## Tasks to complete
[1] Using the piece on Chhath Puja, answer each of these briefly:
(a) How many days long is the puja?
(b) What do the names Shasthi and Chhath both literally mean?
(c) Which Veda contains hymns praising Surya?
[2] Reproduce the stretch of the piece on Chhath Puja from "For the past" through "is also worshipped.".
[3] Carry the piece on Chhath Puja forward from its final sentence.

Anmol Bhagat | November 26, 2020
The Significance of Chhath Puja

For the past few weeks, my ears familiarised themselves to sweet strains of wafting music, played at some distance from my school. Well, the festive fervour was surely as high as the ‘josh’, since we’ve just witnessed a series of festivals. Following Durga puja, Navaratri, Lakshmi puja, Kali puja, Diwali, Gobardhan puja and Bhai Phota, we geared up for yet another one — Chhath puja.

The four-day long puja is dedicated to Surya–the sun god–and Chhathi Maiya. The sun is believed to be the force that sustains life. This is perhaps a focal point where both science and mythology coincide. The worship of Surya, therefore, is a gesture of gratitude for bestowing life on earth and acting as a healer. Besides Surya, goddess Shasthi (known as Chhathi Maiya) is also worshipped.

The relationship between Surya and Shasthi, however, is multifarious. Some suggest she is Surya’s consort Usha, while others claim she is Surya’s sister or mother. Shasthi is believed to be the deity of reproduction who also assists women during childbirth. The names, Shasthi and Chhath, both literally mean six. The puja is also celebrated on the sixth day of the lunar fortnight of kartika.

The possible origins of Chhath

Chhath is possibly a remnant of Vedic culture. The Rig Veda contains hymns praising Surya and suggests rituals similar to Chhath. This makes this one of the oldest festivals as well. However, the origin of Chhath is ambiguous. Legends offer multiple views and interpretations. The mahaparv (grand festival) finds mention in both Indian epics – the Ramayana and Mahabharata.

## Supplied information
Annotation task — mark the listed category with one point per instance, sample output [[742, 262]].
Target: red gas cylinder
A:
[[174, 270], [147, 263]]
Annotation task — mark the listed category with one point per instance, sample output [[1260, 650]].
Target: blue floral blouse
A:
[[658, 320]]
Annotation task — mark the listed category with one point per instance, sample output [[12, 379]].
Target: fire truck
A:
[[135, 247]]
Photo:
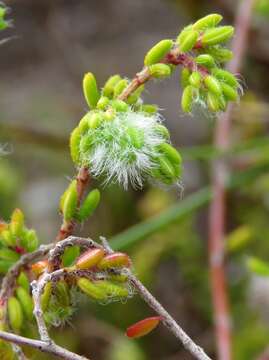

## Answers given
[1]
(a) Four days.
(b) Six.
(c) The Rig Veda.

[2]
For the past few weeks, my ears familiarised themselves to sweet strains of wafting music, played at some distance from my school. Well, the festive fervour was surely as high as the ‘josh’, since we’ve just witnessed a series of festivals. Following Durga puja, Navaratri, Lakshmi puja, Kali puja, Diwali, Gobardhan puja and Bhai Phota, we geared up for yet another one — Chhath puja.

The four-day long puja is dedicated to Surya–the sun god–and Chhathi Maiya. The sun is believed to be the force that sustains life. This is perhaps a focal point where both science and mythology coincide. The worship of Surya, therefore, is a gesture of gratitude for bestowing life on earth and acting as a healer. Besides Surya, goddess Shasthi (known as Chhathi Maiya) is also worshipped.

[3]
The Ramayana suggests it was Lord Ram and Sita who observed a fast and performed Chhath puja after the completion of 14 years in exile. Meanwhile, the Mahabharata associates Chhath with two characters — Karna and Draupadi. According to one, Surya-putra (son of god) Karna stood in water, offered prayer to Surya and distributed prasad (edible offerings). The other states Draupadi and the Pandavas performed the puja to regain their lost kingdom.

In any case, what matters most is how Chhath has become a festival that unites not only families but several communities and cultures. And this coming together really is the need amid the prevalent divisiveness.

The rituals that Chhath Puja entails

In my hometown, of all festivals celebrated annually, Chhath has the most rigorous rituals. It also demands diligent handling of items and exercising caution. The ceremonies are observed over a period of four days. The highlights are nahai-khai, kharna, sandhya aarag and paran, with rigorous fasting.

Nahai-khai. The term means to bathe and eat. As the name suggests, on this day the vratin (the one who fasts) bathes and only then proceeds to eat. The meal consists of chane ki dal (gram), kaddu ki sabzi (gourd), rice and some fritters. One cannot so much as even catch a whiff of onion or garlic, and sendha namak (coarse salt) is used instead of normal table salt. The other members of the family eat soon after the vratin has finished.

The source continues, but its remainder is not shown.